Records for the exercise Start Marker
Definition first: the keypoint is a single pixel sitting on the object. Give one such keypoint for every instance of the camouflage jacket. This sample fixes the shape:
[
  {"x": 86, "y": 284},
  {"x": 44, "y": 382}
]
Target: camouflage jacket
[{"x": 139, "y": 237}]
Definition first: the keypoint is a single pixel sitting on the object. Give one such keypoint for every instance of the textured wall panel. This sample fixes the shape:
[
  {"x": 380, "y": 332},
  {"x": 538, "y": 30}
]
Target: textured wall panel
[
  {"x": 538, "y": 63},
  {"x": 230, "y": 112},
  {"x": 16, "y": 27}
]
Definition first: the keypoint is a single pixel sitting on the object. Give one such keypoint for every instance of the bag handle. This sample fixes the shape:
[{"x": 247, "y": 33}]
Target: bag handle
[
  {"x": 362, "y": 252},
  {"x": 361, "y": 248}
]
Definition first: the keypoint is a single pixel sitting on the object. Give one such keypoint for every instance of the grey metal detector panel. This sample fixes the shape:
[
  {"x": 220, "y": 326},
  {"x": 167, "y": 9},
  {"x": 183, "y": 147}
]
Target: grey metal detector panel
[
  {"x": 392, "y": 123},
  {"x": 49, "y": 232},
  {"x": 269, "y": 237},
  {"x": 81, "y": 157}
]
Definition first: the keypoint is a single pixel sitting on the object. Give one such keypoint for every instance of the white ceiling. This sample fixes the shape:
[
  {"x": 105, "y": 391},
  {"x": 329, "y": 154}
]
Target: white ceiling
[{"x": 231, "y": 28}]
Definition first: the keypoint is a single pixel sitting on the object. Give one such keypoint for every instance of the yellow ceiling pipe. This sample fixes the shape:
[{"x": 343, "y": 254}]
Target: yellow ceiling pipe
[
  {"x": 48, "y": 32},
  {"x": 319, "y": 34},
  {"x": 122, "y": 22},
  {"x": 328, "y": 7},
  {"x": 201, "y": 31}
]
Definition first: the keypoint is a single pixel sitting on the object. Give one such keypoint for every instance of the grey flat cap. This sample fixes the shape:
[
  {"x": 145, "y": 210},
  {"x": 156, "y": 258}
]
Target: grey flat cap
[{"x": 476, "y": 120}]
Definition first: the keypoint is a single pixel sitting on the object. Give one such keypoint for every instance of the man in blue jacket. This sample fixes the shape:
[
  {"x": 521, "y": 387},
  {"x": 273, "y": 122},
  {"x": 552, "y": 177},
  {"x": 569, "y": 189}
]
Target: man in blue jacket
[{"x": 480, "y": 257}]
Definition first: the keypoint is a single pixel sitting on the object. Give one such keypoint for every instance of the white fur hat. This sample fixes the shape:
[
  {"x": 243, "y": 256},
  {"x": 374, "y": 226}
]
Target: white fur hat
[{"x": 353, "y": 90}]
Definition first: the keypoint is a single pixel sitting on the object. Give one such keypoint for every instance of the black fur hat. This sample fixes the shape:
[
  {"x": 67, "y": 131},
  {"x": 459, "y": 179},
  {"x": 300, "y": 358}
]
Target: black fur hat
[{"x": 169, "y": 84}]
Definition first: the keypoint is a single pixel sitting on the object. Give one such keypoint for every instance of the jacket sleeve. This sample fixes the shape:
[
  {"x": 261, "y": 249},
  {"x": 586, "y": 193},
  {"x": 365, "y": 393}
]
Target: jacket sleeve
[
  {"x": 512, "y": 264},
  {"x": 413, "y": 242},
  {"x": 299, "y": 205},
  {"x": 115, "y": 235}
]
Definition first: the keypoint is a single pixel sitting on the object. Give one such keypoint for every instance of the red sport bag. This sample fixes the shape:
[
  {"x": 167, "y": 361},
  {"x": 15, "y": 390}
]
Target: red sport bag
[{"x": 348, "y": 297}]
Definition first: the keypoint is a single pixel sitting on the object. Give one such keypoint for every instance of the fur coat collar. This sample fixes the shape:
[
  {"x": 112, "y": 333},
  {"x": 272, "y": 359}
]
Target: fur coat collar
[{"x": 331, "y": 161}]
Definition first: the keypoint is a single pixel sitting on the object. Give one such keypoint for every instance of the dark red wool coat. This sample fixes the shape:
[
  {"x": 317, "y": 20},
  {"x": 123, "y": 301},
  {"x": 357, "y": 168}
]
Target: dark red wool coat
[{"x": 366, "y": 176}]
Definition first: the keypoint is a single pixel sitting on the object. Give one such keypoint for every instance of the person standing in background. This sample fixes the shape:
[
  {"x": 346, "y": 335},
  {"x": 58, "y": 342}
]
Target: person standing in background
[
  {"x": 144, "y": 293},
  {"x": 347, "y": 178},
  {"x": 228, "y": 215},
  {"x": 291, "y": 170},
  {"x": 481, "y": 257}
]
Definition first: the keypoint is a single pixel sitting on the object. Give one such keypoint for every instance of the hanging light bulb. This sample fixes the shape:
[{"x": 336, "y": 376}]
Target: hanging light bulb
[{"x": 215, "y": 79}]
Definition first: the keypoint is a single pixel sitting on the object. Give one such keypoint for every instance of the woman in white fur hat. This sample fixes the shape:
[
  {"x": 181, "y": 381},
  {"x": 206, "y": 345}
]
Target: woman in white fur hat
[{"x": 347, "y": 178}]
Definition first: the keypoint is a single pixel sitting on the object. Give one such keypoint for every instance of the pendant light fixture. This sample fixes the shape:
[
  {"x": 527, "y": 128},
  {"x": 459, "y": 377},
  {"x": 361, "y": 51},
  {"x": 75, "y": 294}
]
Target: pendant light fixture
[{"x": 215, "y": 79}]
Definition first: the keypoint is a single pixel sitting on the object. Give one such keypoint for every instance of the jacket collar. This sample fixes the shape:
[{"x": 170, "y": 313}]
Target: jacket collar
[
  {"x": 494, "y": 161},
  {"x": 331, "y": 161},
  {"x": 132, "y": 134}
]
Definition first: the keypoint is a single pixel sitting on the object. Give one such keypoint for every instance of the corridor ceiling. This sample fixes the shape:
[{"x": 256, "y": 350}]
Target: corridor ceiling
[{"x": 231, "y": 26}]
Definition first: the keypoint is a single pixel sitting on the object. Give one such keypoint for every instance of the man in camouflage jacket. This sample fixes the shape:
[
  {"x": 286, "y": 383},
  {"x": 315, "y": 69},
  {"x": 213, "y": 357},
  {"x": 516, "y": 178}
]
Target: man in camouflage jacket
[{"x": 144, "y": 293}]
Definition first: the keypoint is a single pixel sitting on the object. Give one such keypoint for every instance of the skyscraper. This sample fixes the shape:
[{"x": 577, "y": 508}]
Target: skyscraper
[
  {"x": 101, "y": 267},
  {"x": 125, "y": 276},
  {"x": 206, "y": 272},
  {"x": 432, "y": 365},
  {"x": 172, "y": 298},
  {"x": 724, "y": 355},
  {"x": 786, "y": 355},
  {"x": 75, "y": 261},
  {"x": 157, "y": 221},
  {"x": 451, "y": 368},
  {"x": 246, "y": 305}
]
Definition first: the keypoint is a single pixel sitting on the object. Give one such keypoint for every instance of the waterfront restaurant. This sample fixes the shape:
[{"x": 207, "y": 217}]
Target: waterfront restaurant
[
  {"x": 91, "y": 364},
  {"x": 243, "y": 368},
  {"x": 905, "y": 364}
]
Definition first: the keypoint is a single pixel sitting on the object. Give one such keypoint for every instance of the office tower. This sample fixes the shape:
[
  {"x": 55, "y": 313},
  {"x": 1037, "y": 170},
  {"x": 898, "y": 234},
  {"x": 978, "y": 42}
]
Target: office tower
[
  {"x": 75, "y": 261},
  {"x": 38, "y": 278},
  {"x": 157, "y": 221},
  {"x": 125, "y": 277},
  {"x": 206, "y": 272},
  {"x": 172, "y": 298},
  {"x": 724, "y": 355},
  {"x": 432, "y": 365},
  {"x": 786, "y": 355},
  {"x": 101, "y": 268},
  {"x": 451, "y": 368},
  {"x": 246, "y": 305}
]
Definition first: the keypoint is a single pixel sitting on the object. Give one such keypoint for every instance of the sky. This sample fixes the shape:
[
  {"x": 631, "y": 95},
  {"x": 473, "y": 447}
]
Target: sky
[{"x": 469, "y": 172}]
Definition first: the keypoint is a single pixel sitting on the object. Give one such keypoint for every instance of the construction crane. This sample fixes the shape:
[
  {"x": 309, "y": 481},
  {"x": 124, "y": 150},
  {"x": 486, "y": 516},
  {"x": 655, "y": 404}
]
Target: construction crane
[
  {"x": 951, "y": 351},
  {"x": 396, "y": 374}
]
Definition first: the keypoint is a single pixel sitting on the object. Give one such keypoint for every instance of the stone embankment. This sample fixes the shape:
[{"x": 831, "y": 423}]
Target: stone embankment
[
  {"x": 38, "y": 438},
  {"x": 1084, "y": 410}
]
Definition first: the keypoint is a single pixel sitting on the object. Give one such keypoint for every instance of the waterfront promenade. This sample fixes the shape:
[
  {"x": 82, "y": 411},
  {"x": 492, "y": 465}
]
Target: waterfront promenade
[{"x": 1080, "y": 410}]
Records for the exercise End Marker
### Task details
Nothing but the lines above from the one containing "Target: fur coat collar" through the one containing "of the corridor" should appear in the answer, each repeated exactly.

### Finished exercise
Target: fur coat collar
[{"x": 331, "y": 161}]
Definition first: the keypoint is a single pixel sitting on the object. Give one such keypoint for every instance of the dark red wool coat. This sample fixes the shape:
[
  {"x": 317, "y": 20},
  {"x": 123, "y": 301},
  {"x": 357, "y": 168}
]
Target: dark red wool coat
[{"x": 366, "y": 176}]
Definition first: the keypoint is a single pixel sitting on the object. Give one such keypoint for every instance of the person standing in background. This sample fixes the shape:
[
  {"x": 346, "y": 335},
  {"x": 58, "y": 342}
]
Target: person standing in background
[
  {"x": 144, "y": 293},
  {"x": 347, "y": 178},
  {"x": 228, "y": 215},
  {"x": 291, "y": 170},
  {"x": 481, "y": 257}
]
Definition first: the keypoint is a single pixel sitting on the object. Give one such keypoint for every instance of the hanging light bulb. This sample fixes the shape:
[{"x": 336, "y": 376}]
Target: hanging light bulb
[{"x": 215, "y": 79}]
Definition first: the keypoint is a single pixel sitting on the object. Give one such keypoint for every instance of the woman in white fur hat. This sample fixes the shape:
[
  {"x": 181, "y": 381},
  {"x": 206, "y": 345}
]
Target: woman in white fur hat
[{"x": 347, "y": 178}]
Definition first: the keypoint is a single pixel sitting on the object. Give one such keypoint for every instance of the pendant light fixture. This sample fixes the shape:
[
  {"x": 527, "y": 128},
  {"x": 459, "y": 377},
  {"x": 361, "y": 51},
  {"x": 75, "y": 294}
]
Target: pendant light fixture
[{"x": 215, "y": 79}]
Definition first: the keypoint is a single pixel sitting on the object. Give one such keypoint for every instance of the jacket collar. This sample fixes the shape:
[{"x": 170, "y": 313}]
Target: jacket collar
[
  {"x": 494, "y": 161},
  {"x": 331, "y": 161},
  {"x": 132, "y": 134}
]
Definition first: the keypoint is a single pixel sitting on the object. Give one such keypoint for every instance of the corridor ceiling. This sample fixes the shape:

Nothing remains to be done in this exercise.